# Exercise passage
Assessing Strategies Against Gambiense Sleeping Sickness Through Mathematical Modeling.

Author information

1
Zeeman Institute for Systems Biology and Infectious Disease Epidemiology Research, Coventry, United Kingdom.
2
School of Life Sciences, University of Warwick, Coventry, United Kingdom.
3
Yale School of Public Health, Yale University, New Haven, Connecticut.
4
Department of Epidemiology and Public Health, Swiss Tropical and Public Health Institute, Switzerland.
5
University of Basel, Switzerland.
6
Institute of Disease Modeling, Bellevue, Washington.
7
Department of Infectious Disease Epidemiology, Faculty of Epidemiology and Population Health, United Kingdom.
8
Centre for Mathematical Modelling of Infectious Diseases, London School of Hygiene and Tropical Medicine, United Kingdom.
9
Foundation for Innovative New Diagnostics, Geneva, Switzerland.
10
Mathematics Institute, University of Warwick, Coventry, United Kingdom.

Abstract

Background:

Control of gambiense sleeping sickness relies predominantly on passive and active screening of people, followed by treatment.

Methods:

Mathematical modeling explores the potential of 3 complementary interventions in high- and low-transmission settings.

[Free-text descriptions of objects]
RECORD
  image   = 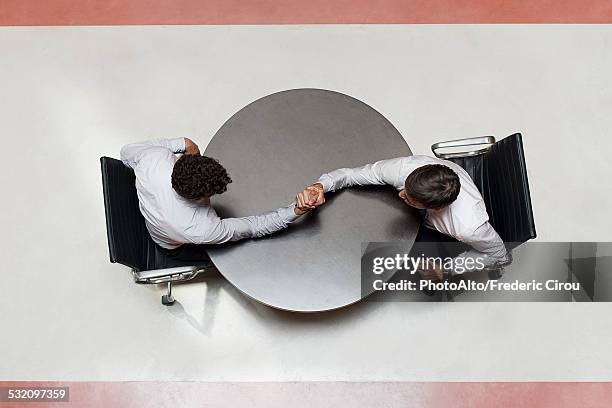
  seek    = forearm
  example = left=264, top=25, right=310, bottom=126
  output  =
left=194, top=204, right=298, bottom=244
left=317, top=164, right=384, bottom=193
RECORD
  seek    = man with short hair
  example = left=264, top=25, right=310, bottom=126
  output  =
left=121, top=137, right=314, bottom=261
left=305, top=156, right=508, bottom=279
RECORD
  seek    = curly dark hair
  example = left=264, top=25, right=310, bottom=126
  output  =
left=172, top=154, right=232, bottom=200
left=404, top=164, right=461, bottom=210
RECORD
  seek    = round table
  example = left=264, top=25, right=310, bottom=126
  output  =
left=204, top=89, right=419, bottom=312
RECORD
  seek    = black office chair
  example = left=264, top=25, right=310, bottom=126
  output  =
left=431, top=133, right=536, bottom=277
left=100, top=157, right=214, bottom=306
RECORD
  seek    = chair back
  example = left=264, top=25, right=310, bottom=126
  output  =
left=448, top=133, right=536, bottom=246
left=100, top=157, right=157, bottom=271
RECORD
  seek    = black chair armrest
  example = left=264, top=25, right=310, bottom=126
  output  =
left=431, top=136, right=495, bottom=159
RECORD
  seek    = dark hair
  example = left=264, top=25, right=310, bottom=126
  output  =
left=404, top=164, right=461, bottom=209
left=172, top=154, right=232, bottom=200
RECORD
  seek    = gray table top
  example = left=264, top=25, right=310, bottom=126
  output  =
left=204, top=89, right=419, bottom=312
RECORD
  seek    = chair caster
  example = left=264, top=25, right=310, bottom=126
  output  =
left=162, top=282, right=174, bottom=306
left=488, top=268, right=504, bottom=280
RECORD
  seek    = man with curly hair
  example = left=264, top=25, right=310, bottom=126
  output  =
left=121, top=137, right=324, bottom=260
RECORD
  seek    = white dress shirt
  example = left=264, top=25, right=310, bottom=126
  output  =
left=121, top=137, right=297, bottom=249
left=318, top=156, right=508, bottom=272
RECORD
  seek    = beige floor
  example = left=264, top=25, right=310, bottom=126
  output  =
left=0, top=25, right=612, bottom=381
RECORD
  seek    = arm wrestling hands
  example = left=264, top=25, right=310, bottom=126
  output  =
left=294, top=183, right=325, bottom=215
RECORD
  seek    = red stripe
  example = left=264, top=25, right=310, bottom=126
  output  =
left=0, top=0, right=612, bottom=25
left=0, top=382, right=612, bottom=408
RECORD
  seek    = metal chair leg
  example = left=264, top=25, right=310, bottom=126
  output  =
left=162, top=282, right=174, bottom=306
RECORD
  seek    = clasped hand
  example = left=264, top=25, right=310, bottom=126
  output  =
left=294, top=183, right=325, bottom=215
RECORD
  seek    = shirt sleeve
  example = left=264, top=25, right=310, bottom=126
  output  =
left=451, top=221, right=510, bottom=273
left=317, top=157, right=406, bottom=193
left=121, top=137, right=185, bottom=168
left=191, top=203, right=298, bottom=244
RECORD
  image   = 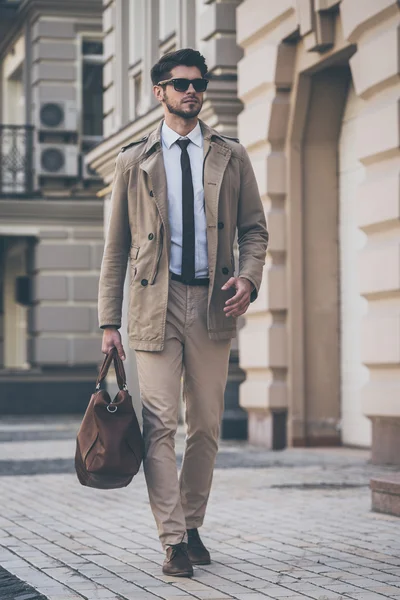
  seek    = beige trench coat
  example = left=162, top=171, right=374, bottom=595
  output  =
left=99, top=121, right=268, bottom=351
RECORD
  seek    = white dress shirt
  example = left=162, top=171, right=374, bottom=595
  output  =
left=161, top=121, right=208, bottom=278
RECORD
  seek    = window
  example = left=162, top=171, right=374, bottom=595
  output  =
left=159, top=0, right=178, bottom=41
left=82, top=39, right=103, bottom=137
left=129, top=0, right=144, bottom=65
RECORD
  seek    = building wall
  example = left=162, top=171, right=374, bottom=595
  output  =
left=237, top=0, right=400, bottom=463
left=0, top=0, right=103, bottom=412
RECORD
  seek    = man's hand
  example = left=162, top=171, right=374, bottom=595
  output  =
left=101, top=327, right=125, bottom=360
left=221, top=277, right=254, bottom=317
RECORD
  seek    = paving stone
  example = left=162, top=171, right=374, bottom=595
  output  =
left=0, top=418, right=400, bottom=600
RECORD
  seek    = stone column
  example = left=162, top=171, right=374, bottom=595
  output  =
left=114, top=0, right=129, bottom=129
left=177, top=0, right=196, bottom=48
left=141, top=0, right=160, bottom=114
left=237, top=0, right=295, bottom=448
left=340, top=0, right=400, bottom=465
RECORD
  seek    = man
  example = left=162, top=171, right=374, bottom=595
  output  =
left=99, top=49, right=268, bottom=577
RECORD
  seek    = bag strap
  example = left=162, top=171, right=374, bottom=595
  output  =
left=96, top=347, right=128, bottom=390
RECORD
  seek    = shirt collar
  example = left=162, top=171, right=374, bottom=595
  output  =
left=161, top=121, right=203, bottom=150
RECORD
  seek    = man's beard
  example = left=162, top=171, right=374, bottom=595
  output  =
left=164, top=94, right=202, bottom=119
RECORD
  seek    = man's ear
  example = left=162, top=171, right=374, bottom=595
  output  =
left=153, top=85, right=163, bottom=102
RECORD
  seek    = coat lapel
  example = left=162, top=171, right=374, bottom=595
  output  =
left=203, top=129, right=232, bottom=273
left=140, top=147, right=170, bottom=251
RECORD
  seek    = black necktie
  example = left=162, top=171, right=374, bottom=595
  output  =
left=176, top=140, right=196, bottom=281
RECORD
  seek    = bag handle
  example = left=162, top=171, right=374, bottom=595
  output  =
left=96, top=347, right=128, bottom=390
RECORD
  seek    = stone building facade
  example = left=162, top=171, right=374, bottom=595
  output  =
left=0, top=0, right=104, bottom=413
left=89, top=0, right=400, bottom=464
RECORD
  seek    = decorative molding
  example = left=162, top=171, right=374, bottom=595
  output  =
left=0, top=200, right=103, bottom=225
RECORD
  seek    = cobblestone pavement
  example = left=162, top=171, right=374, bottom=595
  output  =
left=0, top=419, right=400, bottom=600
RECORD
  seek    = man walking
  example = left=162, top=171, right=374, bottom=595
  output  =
left=99, top=49, right=268, bottom=577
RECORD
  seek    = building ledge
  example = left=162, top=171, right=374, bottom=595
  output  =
left=370, top=473, right=400, bottom=517
left=0, top=197, right=103, bottom=229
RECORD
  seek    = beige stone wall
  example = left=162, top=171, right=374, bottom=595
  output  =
left=237, top=0, right=400, bottom=461
left=32, top=226, right=103, bottom=366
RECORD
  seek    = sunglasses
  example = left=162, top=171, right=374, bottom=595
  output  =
left=157, top=77, right=208, bottom=92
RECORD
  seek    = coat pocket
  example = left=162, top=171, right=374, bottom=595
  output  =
left=131, top=245, right=140, bottom=260
left=149, top=226, right=164, bottom=285
left=130, top=245, right=140, bottom=285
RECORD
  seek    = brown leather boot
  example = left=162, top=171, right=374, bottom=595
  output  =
left=187, top=529, right=211, bottom=565
left=163, top=542, right=193, bottom=577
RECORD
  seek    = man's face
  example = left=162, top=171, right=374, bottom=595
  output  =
left=155, top=65, right=203, bottom=119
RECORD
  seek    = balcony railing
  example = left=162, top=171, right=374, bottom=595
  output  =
left=0, top=124, right=33, bottom=198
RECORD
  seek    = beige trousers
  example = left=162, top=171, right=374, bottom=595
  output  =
left=136, top=280, right=231, bottom=548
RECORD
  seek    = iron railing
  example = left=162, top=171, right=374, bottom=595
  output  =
left=0, top=124, right=33, bottom=198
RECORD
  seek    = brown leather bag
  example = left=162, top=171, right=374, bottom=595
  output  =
left=75, top=348, right=143, bottom=490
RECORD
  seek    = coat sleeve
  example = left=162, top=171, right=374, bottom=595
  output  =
left=237, top=148, right=268, bottom=302
left=98, top=155, right=131, bottom=328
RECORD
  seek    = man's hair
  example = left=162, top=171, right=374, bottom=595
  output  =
left=151, top=48, right=207, bottom=85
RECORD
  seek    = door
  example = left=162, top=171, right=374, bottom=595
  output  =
left=339, top=84, right=371, bottom=447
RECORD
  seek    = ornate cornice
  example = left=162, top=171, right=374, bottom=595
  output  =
left=0, top=0, right=103, bottom=54
left=0, top=199, right=103, bottom=225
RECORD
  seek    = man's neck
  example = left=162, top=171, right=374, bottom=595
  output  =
left=165, top=113, right=199, bottom=137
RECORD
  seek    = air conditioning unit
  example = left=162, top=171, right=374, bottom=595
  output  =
left=36, top=144, right=78, bottom=177
left=38, top=100, right=78, bottom=132
left=81, top=154, right=101, bottom=181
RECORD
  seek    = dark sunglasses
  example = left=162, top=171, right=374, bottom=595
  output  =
left=157, top=77, right=208, bottom=92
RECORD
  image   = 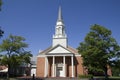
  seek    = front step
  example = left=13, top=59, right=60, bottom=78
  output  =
left=44, top=77, right=89, bottom=80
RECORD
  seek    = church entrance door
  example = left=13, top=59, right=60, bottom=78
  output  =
left=56, top=67, right=63, bottom=77
left=56, top=64, right=64, bottom=77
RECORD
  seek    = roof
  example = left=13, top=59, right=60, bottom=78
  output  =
left=38, top=44, right=78, bottom=55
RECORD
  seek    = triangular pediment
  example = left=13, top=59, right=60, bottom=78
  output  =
left=48, top=45, right=71, bottom=54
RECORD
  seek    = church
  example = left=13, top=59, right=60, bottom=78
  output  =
left=36, top=7, right=85, bottom=77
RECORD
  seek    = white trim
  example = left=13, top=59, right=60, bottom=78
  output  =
left=63, top=56, right=66, bottom=77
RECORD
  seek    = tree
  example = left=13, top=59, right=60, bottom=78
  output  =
left=0, top=35, right=32, bottom=78
left=78, top=24, right=120, bottom=79
left=0, top=0, right=4, bottom=37
left=0, top=28, right=4, bottom=38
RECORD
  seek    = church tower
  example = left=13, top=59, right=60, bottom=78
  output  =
left=52, top=7, right=67, bottom=47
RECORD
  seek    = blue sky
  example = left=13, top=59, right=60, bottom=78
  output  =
left=0, top=0, right=120, bottom=55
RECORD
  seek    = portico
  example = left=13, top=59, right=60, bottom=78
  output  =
left=44, top=54, right=74, bottom=77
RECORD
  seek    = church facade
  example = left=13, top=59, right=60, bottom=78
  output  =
left=36, top=7, right=85, bottom=77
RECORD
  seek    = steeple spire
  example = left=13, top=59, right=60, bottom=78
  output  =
left=53, top=6, right=67, bottom=47
left=58, top=6, right=62, bottom=21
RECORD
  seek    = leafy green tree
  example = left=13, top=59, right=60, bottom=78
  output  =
left=0, top=0, right=4, bottom=37
left=0, top=35, right=32, bottom=78
left=78, top=24, right=120, bottom=79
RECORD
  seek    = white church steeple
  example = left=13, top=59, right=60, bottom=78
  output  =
left=53, top=7, right=67, bottom=47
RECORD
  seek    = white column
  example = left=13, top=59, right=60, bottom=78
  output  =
left=44, top=57, right=47, bottom=77
left=71, top=55, right=74, bottom=77
left=52, top=56, right=55, bottom=77
left=63, top=56, right=66, bottom=77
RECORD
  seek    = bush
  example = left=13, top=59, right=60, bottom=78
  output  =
left=78, top=74, right=93, bottom=79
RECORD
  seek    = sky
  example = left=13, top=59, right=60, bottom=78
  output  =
left=0, top=0, right=120, bottom=55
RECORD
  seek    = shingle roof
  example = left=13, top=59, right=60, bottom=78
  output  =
left=38, top=44, right=78, bottom=55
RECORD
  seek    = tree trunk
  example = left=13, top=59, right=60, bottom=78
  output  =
left=104, top=66, right=108, bottom=80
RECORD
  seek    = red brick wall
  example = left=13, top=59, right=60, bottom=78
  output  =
left=36, top=57, right=45, bottom=77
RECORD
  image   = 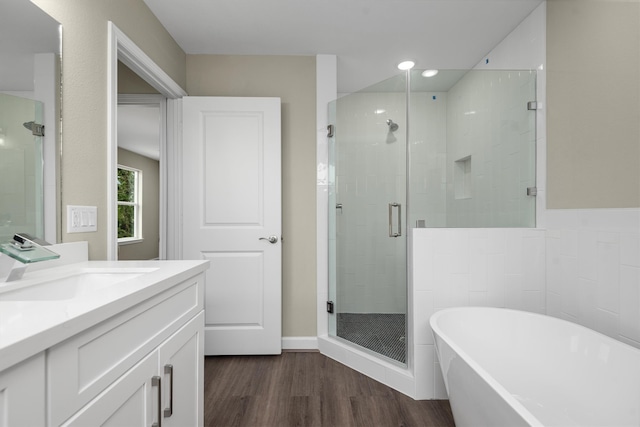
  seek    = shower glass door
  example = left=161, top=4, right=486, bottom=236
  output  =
left=0, top=93, right=44, bottom=243
left=329, top=75, right=409, bottom=364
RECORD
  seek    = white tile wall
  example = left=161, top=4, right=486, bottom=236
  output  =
left=412, top=228, right=545, bottom=399
left=546, top=209, right=640, bottom=348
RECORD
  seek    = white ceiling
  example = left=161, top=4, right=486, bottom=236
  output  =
left=0, top=0, right=60, bottom=91
left=118, top=104, right=160, bottom=160
left=144, top=0, right=543, bottom=93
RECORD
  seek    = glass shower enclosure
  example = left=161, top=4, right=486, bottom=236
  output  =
left=0, top=93, right=44, bottom=243
left=328, top=70, right=536, bottom=365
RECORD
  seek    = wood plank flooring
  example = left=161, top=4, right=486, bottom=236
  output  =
left=204, top=352, right=455, bottom=427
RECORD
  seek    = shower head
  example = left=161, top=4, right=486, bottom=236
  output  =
left=22, top=122, right=44, bottom=136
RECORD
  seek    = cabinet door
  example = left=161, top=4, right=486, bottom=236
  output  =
left=159, top=311, right=204, bottom=427
left=0, top=353, right=45, bottom=427
left=63, top=351, right=160, bottom=427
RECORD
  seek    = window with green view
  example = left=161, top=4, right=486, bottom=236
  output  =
left=118, top=166, right=142, bottom=242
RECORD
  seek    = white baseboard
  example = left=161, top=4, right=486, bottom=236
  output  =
left=282, top=337, right=318, bottom=351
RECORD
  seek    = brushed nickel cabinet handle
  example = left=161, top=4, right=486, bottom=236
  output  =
left=164, top=365, right=173, bottom=418
left=151, top=375, right=162, bottom=427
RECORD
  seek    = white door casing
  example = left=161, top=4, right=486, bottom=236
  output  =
left=182, top=97, right=282, bottom=355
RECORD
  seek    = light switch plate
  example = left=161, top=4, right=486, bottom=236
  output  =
left=67, top=205, right=98, bottom=233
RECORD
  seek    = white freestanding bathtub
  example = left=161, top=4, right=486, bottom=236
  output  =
left=430, top=307, right=640, bottom=427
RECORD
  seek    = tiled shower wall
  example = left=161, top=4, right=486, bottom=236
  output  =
left=546, top=209, right=640, bottom=348
left=409, top=3, right=546, bottom=399
left=447, top=69, right=536, bottom=227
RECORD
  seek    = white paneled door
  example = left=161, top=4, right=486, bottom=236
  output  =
left=182, top=97, right=282, bottom=355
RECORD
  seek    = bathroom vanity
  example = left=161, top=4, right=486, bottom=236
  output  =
left=0, top=261, right=208, bottom=427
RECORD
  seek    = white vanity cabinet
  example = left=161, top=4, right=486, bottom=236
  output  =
left=63, top=312, right=204, bottom=427
left=47, top=274, right=204, bottom=427
left=0, top=353, right=45, bottom=427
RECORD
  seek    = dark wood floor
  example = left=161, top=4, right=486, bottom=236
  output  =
left=204, top=352, right=454, bottom=427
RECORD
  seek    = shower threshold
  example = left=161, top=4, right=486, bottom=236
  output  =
left=336, top=313, right=407, bottom=363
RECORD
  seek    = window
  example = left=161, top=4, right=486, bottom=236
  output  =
left=118, top=165, right=142, bottom=244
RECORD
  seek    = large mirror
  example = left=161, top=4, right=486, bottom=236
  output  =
left=0, top=0, right=62, bottom=243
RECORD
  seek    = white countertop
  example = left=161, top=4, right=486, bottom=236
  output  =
left=0, top=261, right=209, bottom=371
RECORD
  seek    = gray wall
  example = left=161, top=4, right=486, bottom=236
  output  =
left=547, top=0, right=640, bottom=209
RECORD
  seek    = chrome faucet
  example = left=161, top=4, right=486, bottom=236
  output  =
left=0, top=233, right=60, bottom=283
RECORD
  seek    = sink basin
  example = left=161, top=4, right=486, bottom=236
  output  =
left=0, top=268, right=156, bottom=301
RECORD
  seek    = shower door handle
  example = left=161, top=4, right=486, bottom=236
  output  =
left=389, top=203, right=402, bottom=237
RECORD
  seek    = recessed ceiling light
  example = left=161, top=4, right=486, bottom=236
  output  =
left=422, top=70, right=438, bottom=77
left=398, top=61, right=416, bottom=71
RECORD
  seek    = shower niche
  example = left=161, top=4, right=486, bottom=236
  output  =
left=329, top=70, right=536, bottom=366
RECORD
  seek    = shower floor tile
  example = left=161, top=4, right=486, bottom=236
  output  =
left=337, top=313, right=407, bottom=363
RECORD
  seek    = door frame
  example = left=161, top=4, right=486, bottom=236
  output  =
left=116, top=93, right=168, bottom=259
left=107, top=21, right=187, bottom=260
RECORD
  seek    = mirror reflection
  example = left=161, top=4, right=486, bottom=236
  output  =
left=0, top=0, right=61, bottom=243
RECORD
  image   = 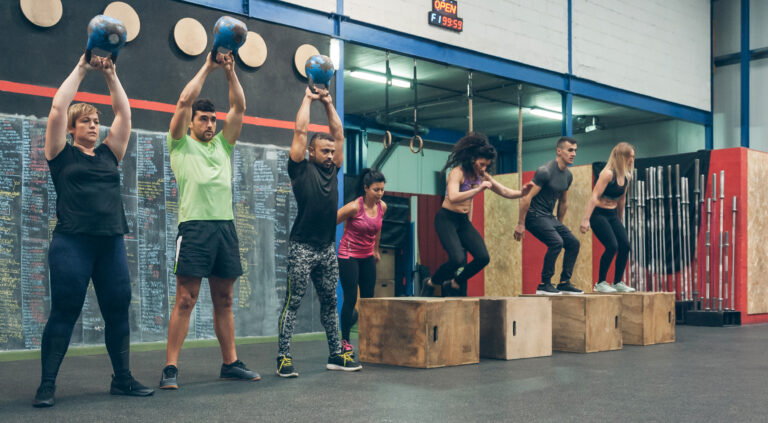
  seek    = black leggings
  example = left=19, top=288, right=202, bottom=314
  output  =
left=432, top=208, right=491, bottom=297
left=40, top=232, right=131, bottom=381
left=339, top=256, right=376, bottom=341
left=589, top=207, right=629, bottom=283
left=525, top=213, right=581, bottom=284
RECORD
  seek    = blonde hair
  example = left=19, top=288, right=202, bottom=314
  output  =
left=67, top=103, right=99, bottom=129
left=605, top=142, right=635, bottom=180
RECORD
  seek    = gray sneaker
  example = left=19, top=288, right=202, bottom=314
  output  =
left=595, top=281, right=616, bottom=294
left=219, top=360, right=261, bottom=380
left=613, top=282, right=637, bottom=292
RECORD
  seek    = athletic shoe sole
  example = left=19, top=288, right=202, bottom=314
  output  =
left=536, top=290, right=563, bottom=295
left=219, top=376, right=261, bottom=382
left=325, top=363, right=363, bottom=372
left=109, top=388, right=155, bottom=397
left=275, top=371, right=299, bottom=378
left=32, top=400, right=54, bottom=408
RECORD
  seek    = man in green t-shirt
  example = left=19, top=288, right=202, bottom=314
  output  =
left=160, top=53, right=261, bottom=389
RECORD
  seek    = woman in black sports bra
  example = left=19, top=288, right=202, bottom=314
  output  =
left=581, top=142, right=635, bottom=292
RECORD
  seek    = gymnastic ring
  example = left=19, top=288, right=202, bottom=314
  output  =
left=410, top=135, right=424, bottom=154
left=382, top=131, right=392, bottom=148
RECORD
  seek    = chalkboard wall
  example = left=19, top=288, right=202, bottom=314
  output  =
left=0, top=0, right=338, bottom=350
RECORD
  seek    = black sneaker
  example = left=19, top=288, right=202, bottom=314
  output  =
left=557, top=282, right=584, bottom=295
left=32, top=380, right=56, bottom=408
left=219, top=360, right=261, bottom=380
left=160, top=364, right=179, bottom=389
left=277, top=355, right=299, bottom=377
left=536, top=283, right=562, bottom=295
left=325, top=351, right=363, bottom=372
left=109, top=373, right=155, bottom=397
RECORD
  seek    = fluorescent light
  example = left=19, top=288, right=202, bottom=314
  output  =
left=530, top=108, right=563, bottom=120
left=330, top=38, right=341, bottom=70
left=349, top=70, right=411, bottom=88
left=392, top=78, right=411, bottom=88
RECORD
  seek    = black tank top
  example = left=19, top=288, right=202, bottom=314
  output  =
left=600, top=170, right=627, bottom=201
left=48, top=143, right=128, bottom=236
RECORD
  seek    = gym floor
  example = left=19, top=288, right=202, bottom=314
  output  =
left=0, top=325, right=768, bottom=423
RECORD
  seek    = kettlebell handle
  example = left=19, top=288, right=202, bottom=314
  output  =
left=85, top=48, right=117, bottom=64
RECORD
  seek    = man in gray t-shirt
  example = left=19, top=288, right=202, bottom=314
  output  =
left=515, top=137, right=582, bottom=295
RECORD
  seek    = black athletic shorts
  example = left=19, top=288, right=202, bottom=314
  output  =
left=173, top=220, right=243, bottom=279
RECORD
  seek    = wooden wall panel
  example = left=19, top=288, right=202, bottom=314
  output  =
left=746, top=150, right=768, bottom=314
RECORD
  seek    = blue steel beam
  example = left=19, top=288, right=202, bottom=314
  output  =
left=341, top=20, right=565, bottom=91
left=571, top=78, right=712, bottom=125
left=740, top=0, right=750, bottom=148
left=186, top=0, right=712, bottom=129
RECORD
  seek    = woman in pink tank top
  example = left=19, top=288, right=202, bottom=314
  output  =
left=336, top=169, right=387, bottom=352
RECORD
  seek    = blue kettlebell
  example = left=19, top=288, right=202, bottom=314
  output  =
left=85, top=15, right=128, bottom=63
left=211, top=16, right=248, bottom=62
left=304, top=54, right=335, bottom=92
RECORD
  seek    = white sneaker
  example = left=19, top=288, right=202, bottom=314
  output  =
left=613, top=282, right=637, bottom=292
left=595, top=281, right=616, bottom=294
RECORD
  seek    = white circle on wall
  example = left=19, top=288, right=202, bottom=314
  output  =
left=237, top=31, right=267, bottom=68
left=104, top=1, right=141, bottom=42
left=173, top=18, right=208, bottom=56
left=19, top=0, right=62, bottom=28
left=293, top=44, right=320, bottom=78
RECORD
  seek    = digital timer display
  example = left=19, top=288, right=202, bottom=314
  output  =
left=432, top=0, right=459, bottom=17
left=427, top=11, right=464, bottom=32
left=427, top=0, right=464, bottom=32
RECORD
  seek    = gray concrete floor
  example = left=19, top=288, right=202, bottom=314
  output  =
left=0, top=325, right=768, bottom=422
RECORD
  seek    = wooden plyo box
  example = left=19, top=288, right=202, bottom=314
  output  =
left=619, top=292, right=675, bottom=345
left=524, top=294, right=623, bottom=353
left=358, top=297, right=480, bottom=368
left=480, top=297, right=552, bottom=360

# Description of the task
Please turn the paragraph beginning "Control of gambiense sleeping sickness" in the sleeping sickness abstract into a short list that keeps its main facts.

# Problem solution
- Control of gambiense sleeping sickness relies mainly on screening people.
- The screening is both passive and active.
- Treatment follows screening.